- EXERCISE PROMPT
Please gather and copy every line of the material below that contains the word "patch". Only lines whose letter case matches count.

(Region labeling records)
—————

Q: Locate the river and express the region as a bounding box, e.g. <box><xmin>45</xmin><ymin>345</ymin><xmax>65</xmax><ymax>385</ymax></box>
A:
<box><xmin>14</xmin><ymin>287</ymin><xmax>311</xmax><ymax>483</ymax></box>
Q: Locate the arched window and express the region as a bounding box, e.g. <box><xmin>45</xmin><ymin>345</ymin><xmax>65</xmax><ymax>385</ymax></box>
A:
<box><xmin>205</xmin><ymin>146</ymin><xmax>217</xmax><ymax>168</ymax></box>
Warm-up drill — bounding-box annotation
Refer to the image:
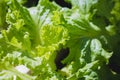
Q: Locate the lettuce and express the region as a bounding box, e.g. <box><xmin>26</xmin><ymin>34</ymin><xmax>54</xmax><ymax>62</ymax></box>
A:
<box><xmin>0</xmin><ymin>0</ymin><xmax>120</xmax><ymax>80</ymax></box>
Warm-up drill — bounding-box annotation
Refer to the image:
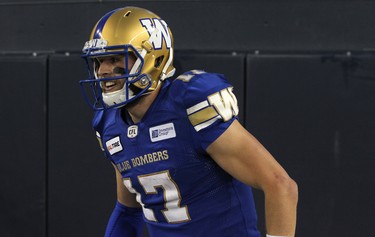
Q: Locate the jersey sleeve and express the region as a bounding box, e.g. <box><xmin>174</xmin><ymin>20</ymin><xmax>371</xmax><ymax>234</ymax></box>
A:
<box><xmin>172</xmin><ymin>71</ymin><xmax>239</xmax><ymax>150</ymax></box>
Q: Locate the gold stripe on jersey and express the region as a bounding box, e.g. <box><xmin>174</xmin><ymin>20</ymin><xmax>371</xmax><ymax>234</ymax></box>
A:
<box><xmin>189</xmin><ymin>106</ymin><xmax>219</xmax><ymax>126</ymax></box>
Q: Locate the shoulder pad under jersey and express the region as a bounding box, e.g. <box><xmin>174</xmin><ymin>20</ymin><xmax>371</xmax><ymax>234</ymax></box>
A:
<box><xmin>172</xmin><ymin>70</ymin><xmax>238</xmax><ymax>131</ymax></box>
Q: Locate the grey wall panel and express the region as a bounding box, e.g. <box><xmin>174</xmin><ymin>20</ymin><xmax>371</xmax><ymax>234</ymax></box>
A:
<box><xmin>48</xmin><ymin>55</ymin><xmax>116</xmax><ymax>237</ymax></box>
<box><xmin>175</xmin><ymin>52</ymin><xmax>245</xmax><ymax>122</ymax></box>
<box><xmin>0</xmin><ymin>0</ymin><xmax>375</xmax><ymax>51</ymax></box>
<box><xmin>246</xmin><ymin>55</ymin><xmax>375</xmax><ymax>237</ymax></box>
<box><xmin>0</xmin><ymin>56</ymin><xmax>47</xmax><ymax>237</ymax></box>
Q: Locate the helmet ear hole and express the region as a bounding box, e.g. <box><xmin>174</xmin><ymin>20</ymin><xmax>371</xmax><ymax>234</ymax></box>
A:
<box><xmin>154</xmin><ymin>55</ymin><xmax>164</xmax><ymax>68</ymax></box>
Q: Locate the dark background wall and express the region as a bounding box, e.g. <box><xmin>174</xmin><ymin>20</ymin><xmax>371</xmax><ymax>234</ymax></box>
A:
<box><xmin>0</xmin><ymin>0</ymin><xmax>375</xmax><ymax>237</ymax></box>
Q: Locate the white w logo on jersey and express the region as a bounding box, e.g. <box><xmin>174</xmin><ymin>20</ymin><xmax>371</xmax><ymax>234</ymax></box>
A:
<box><xmin>140</xmin><ymin>18</ymin><xmax>172</xmax><ymax>49</ymax></box>
<box><xmin>208</xmin><ymin>87</ymin><xmax>238</xmax><ymax>121</ymax></box>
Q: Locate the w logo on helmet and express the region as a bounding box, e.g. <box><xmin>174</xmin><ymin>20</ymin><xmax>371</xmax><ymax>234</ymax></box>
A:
<box><xmin>140</xmin><ymin>18</ymin><xmax>172</xmax><ymax>49</ymax></box>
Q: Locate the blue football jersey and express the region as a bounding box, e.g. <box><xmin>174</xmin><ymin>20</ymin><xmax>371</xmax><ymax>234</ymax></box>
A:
<box><xmin>93</xmin><ymin>71</ymin><xmax>260</xmax><ymax>237</ymax></box>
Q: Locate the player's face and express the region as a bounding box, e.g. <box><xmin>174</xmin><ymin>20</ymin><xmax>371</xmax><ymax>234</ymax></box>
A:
<box><xmin>97</xmin><ymin>54</ymin><xmax>135</xmax><ymax>93</ymax></box>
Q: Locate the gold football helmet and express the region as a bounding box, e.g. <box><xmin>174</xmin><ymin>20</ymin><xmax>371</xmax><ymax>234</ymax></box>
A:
<box><xmin>80</xmin><ymin>7</ymin><xmax>175</xmax><ymax>110</ymax></box>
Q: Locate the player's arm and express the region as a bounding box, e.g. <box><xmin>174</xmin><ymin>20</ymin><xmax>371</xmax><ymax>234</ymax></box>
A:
<box><xmin>105</xmin><ymin>168</ymin><xmax>143</xmax><ymax>237</ymax></box>
<box><xmin>207</xmin><ymin>120</ymin><xmax>298</xmax><ymax>237</ymax></box>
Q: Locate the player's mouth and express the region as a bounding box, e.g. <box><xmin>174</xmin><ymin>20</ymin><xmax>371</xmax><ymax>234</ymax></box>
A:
<box><xmin>101</xmin><ymin>81</ymin><xmax>122</xmax><ymax>93</ymax></box>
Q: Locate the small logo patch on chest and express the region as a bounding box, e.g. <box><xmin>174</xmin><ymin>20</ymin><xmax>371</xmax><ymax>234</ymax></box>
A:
<box><xmin>128</xmin><ymin>125</ymin><xmax>138</xmax><ymax>138</ymax></box>
<box><xmin>105</xmin><ymin>136</ymin><xmax>123</xmax><ymax>155</ymax></box>
<box><xmin>149</xmin><ymin>123</ymin><xmax>176</xmax><ymax>142</ymax></box>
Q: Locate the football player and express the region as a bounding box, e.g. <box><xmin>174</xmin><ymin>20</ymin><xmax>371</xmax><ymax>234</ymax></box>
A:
<box><xmin>80</xmin><ymin>7</ymin><xmax>298</xmax><ymax>237</ymax></box>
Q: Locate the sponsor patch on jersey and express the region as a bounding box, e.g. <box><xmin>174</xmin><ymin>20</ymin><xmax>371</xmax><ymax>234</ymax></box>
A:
<box><xmin>149</xmin><ymin>123</ymin><xmax>176</xmax><ymax>142</ymax></box>
<box><xmin>105</xmin><ymin>136</ymin><xmax>123</xmax><ymax>155</ymax></box>
<box><xmin>128</xmin><ymin>125</ymin><xmax>138</xmax><ymax>138</ymax></box>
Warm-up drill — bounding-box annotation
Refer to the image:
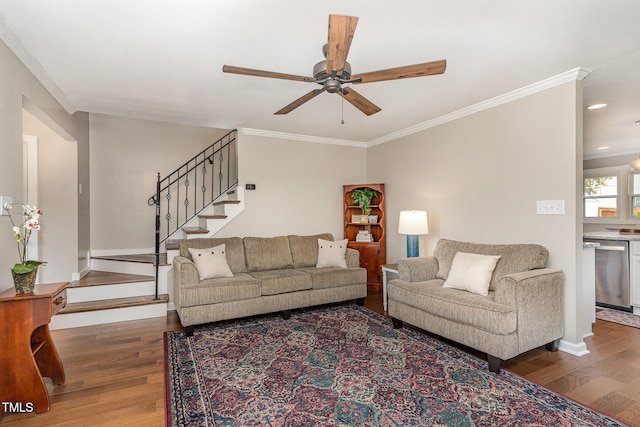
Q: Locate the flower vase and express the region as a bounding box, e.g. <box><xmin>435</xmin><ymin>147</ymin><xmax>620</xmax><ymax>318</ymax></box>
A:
<box><xmin>11</xmin><ymin>268</ymin><xmax>38</xmax><ymax>294</ymax></box>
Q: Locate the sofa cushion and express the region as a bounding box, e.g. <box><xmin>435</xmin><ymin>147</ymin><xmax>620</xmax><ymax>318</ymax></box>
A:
<box><xmin>189</xmin><ymin>245</ymin><xmax>233</xmax><ymax>280</ymax></box>
<box><xmin>287</xmin><ymin>233</ymin><xmax>334</xmax><ymax>268</ymax></box>
<box><xmin>388</xmin><ymin>279</ymin><xmax>518</xmax><ymax>335</ymax></box>
<box><xmin>249</xmin><ymin>269</ymin><xmax>311</xmax><ymax>295</ymax></box>
<box><xmin>316</xmin><ymin>239</ymin><xmax>349</xmax><ymax>268</ymax></box>
<box><xmin>433</xmin><ymin>239</ymin><xmax>549</xmax><ymax>290</ymax></box>
<box><xmin>242</xmin><ymin>236</ymin><xmax>293</xmax><ymax>271</ymax></box>
<box><xmin>180</xmin><ymin>237</ymin><xmax>247</xmax><ymax>273</ymax></box>
<box><xmin>443</xmin><ymin>252</ymin><xmax>500</xmax><ymax>295</ymax></box>
<box><xmin>300</xmin><ymin>267</ymin><xmax>367</xmax><ymax>289</ymax></box>
<box><xmin>180</xmin><ymin>273</ymin><xmax>260</xmax><ymax>307</ymax></box>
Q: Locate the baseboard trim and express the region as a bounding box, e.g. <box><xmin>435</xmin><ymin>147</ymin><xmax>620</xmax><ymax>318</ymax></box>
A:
<box><xmin>558</xmin><ymin>340</ymin><xmax>591</xmax><ymax>356</ymax></box>
<box><xmin>90</xmin><ymin>248</ymin><xmax>155</xmax><ymax>256</ymax></box>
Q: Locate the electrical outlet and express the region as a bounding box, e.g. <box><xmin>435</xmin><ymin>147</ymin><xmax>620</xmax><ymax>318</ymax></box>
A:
<box><xmin>0</xmin><ymin>196</ymin><xmax>13</xmax><ymax>216</ymax></box>
<box><xmin>536</xmin><ymin>200</ymin><xmax>564</xmax><ymax>215</ymax></box>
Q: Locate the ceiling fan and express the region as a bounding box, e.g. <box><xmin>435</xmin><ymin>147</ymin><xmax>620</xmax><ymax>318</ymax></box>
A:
<box><xmin>222</xmin><ymin>15</ymin><xmax>447</xmax><ymax>116</ymax></box>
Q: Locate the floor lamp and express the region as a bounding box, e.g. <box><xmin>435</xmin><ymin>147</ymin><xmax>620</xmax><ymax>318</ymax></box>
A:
<box><xmin>398</xmin><ymin>211</ymin><xmax>429</xmax><ymax>258</ymax></box>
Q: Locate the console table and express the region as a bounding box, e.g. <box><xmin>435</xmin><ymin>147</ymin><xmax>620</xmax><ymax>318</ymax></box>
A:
<box><xmin>0</xmin><ymin>283</ymin><xmax>68</xmax><ymax>417</ymax></box>
<box><xmin>382</xmin><ymin>264</ymin><xmax>398</xmax><ymax>311</ymax></box>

—————

- SOLUTION TO THE EXERCISE
Q: Locate the small logo patch on chest and express the region as a bounding box, e.g. <box><xmin>174</xmin><ymin>20</ymin><xmax>371</xmax><ymax>234</ymax></box>
Q: Locate the sponsor patch on jersey and express the region as a bounding box, e.g. <box><xmin>174</xmin><ymin>20</ymin><xmax>371</xmax><ymax>234</ymax></box>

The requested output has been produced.